# SOURCE PASSAGE

+ + + + +

Reborn Relic

 Rebecca Skloot's voice

The old farmhouse sat heavy on the Georgia soil, its weathered frame wrapped in cheap vinyl siding, like a bandage over a wound. Gnarled vines clung to its walls and chimneys, remnants of harvests long gone, tying it to a past of cotton fields and antebellum dreams. For decades, it had stood quiet, its rooms once alive with laughter now thick with dust, waiting for someone to wake it up.


The work to bring it back started small but felt big. Boards nailed over windows and doors came down, letting sunlight spill across floors worn smooth by generations. A well, choked with years of neglect, sputtered back to life. A new septic system was installed, replacing the one that had been rotting beneath. The insurance agent said no policy would come without heat and air, proof that someone meant to stay. The house’s old wiring could only handle a heat pump, its warmth barely enough when the temperature dipped. A reliable propane heater was a backup on the coldest nights. The chimneys, once wide open to the sky, got capped to keep out the rain that had spilled through, staining the heart of the house.


In a back room, a bathroom took shape, its walls built to be kind to the house’s history, a history of planters and their families, of wealth built on cotton and lost to time. A bedroom, plain but full of promise, felt like it was waiting for new dreams to fill it, its walls holding echoes of the South. The kitchen was more survival than splendor that first year. A tired refrigerator hummed beside a toaster oven and microwave, moved around as needed. A bathroom vanity from Lowe’s stood in as a sink, holding plastic forks where silver once might have shone. A bungee cord kept the back door shut tight; a can of bug spray stood guard against the insects that crept in at night.


Winter came hard, slipping through walls with no insulation to stop it. The vinyl siding and clapboard were no match for the cold. An electric blanket and steaming showers were the only things that kept the chill from winning. Every corner of the house held a story. Behind a boarded-up fireplace, straw was stacked high, like birds had attempted a nest there, clinging to an idea they couldn’t let go. In the crawl space, old medicine bottles hid; someone’s pain, someone’s life, left behind without a name.


The work never stopped. Doors and windows were broken, and basic utilities needed to be installed. Each fix felt like a promise to the house. It wasn’t just a building; it was a piece of the South, woven with the sweat and sorrow of those who’d lived there, from cotton barons to the ones who came after. It pulled you in, demanding care, claiming you as its own, just as it always had.

+ + + + +

# INFORMATION SUPPLIED
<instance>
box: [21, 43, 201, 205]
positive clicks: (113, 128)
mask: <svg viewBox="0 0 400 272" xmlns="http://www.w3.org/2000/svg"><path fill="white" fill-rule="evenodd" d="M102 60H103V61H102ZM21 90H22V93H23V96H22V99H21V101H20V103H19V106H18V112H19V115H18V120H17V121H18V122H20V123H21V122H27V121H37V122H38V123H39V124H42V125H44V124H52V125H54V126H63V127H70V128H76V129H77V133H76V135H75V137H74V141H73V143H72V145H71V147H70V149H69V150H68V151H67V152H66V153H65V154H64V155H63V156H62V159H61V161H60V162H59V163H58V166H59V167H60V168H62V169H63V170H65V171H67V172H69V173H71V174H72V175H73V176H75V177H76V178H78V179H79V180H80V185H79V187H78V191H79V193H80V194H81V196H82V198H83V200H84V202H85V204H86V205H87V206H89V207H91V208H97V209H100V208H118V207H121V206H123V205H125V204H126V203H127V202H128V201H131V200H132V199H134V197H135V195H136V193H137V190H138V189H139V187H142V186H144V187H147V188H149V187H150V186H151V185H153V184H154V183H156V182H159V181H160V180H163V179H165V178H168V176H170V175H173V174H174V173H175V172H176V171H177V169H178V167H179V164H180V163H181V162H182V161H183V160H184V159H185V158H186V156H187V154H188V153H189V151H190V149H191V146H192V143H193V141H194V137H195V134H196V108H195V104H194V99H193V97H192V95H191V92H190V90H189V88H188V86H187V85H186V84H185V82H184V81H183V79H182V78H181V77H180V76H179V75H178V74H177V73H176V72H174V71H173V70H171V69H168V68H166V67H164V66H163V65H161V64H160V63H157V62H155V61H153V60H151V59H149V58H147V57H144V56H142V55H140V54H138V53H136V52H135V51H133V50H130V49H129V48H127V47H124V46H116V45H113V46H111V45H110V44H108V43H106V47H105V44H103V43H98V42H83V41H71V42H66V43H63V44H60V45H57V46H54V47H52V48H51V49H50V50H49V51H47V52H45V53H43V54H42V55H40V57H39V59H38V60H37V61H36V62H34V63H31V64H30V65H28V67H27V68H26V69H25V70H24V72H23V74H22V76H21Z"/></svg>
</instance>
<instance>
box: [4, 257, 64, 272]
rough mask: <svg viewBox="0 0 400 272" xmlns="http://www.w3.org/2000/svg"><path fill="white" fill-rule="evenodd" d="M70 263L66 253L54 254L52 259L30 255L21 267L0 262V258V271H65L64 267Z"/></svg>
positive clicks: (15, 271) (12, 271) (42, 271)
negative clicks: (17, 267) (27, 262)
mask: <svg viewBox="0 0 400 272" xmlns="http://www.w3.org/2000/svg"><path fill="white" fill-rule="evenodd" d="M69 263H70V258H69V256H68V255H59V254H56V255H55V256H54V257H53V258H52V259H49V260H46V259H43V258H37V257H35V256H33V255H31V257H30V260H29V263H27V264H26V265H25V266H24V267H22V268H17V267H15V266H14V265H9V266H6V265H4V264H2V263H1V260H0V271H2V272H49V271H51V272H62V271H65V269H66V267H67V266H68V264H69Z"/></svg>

+ + + + +

# REQUIRED ACTION
Please transcribe the farmhouse passage from "Rebecca Skloot's voice" up to and including "wake it up.". Work from the farmhouse passage alone.

# EXERCISE RESULT
Rebecca Skloot's voice

The old farmhouse sat heavy on the Georgia soil, its weathered frame wrapped in cheap vinyl siding, like a bandage over a wound. Gnarled vines clung to its walls and chimneys, remnants of harvests long gone, tying it to a past of cotton fields and antebellum dreams. For decades, it had stood quiet, its rooms once alive with laughter now thick with dust, waiting for someone to wake it up.